NumPy comes with an assortment of mathematical tools that can come in handy, separate from arrays.

## Trigonometry 

- `np.pi` for $\pi$

In [None]:
np.pi

- `np.sin()` for the sine function

In [None]:
np.sin(np.pi / 6)

## Sequences


- `np.cumsum()` to calculate, recursively, the sum of sequence terms

In [None]:
np.cumsum([1, 4, 9, 16])

- `np.diff()` to calculate, recursively, the differences between sequence terms

In [None]:
np.diff([1, 4, 9, 16])

## Logarithms
- `np.exp()` for Euler's number with exponent

In [None]:
np.exp(2)

- `np.log()` for logarithms

In [None]:
np.log(10)

## np.nan

NaN stands for "not a number" - NumPy's `nan` class is a handy way of representing these.  These are very useful for representing missing data.

Since `np.nan` is is a float, we don't get errors when doing operations on arrays that have missing data. 

In [None]:
type(np.nan)

In [None]:
arr5 = np.array([1, 10, np.nan])

In [None]:
arr5.mean()

Even though the array has a NaN, we don't get an error in calculating its mean. Moreover, we can do this:

In [None]:
np.nansum(arr5) / len(arr5)

▶ **Dataset excerpt**
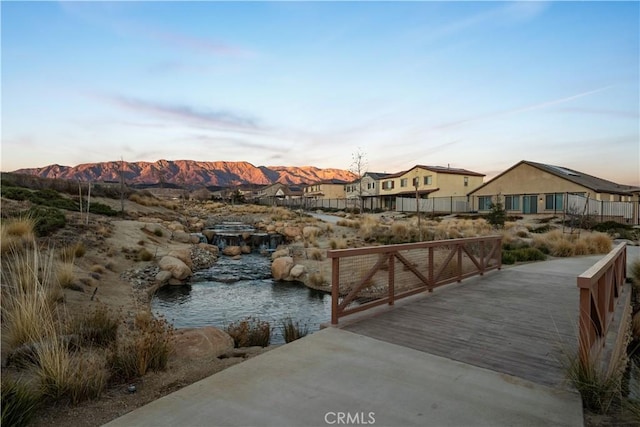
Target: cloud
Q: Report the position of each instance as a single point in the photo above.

▶ **Brief 1**
According to the NumPy passage, what does NaN stand for?
▶ **Brief 2**
Pull from the NumPy passage the exact stretch that starts at the words "NaN stands for" and stops after the words "np.array([1, 10, np.nan])".

▶ **Correct answer 1**
NaN stands for "not a number."

▶ **Correct answer 2**
NaN stands for "not a number" - NumPy's `nan` class is a handy way of representing these.  These are very useful for representing missing data.

Since `np.nan` is is a float, we don't get errors when doing operations on arrays that have missing data. 

In [None]:
type(np.nan)

In [None]:
arr5 = np.array([1, 10, np.nan])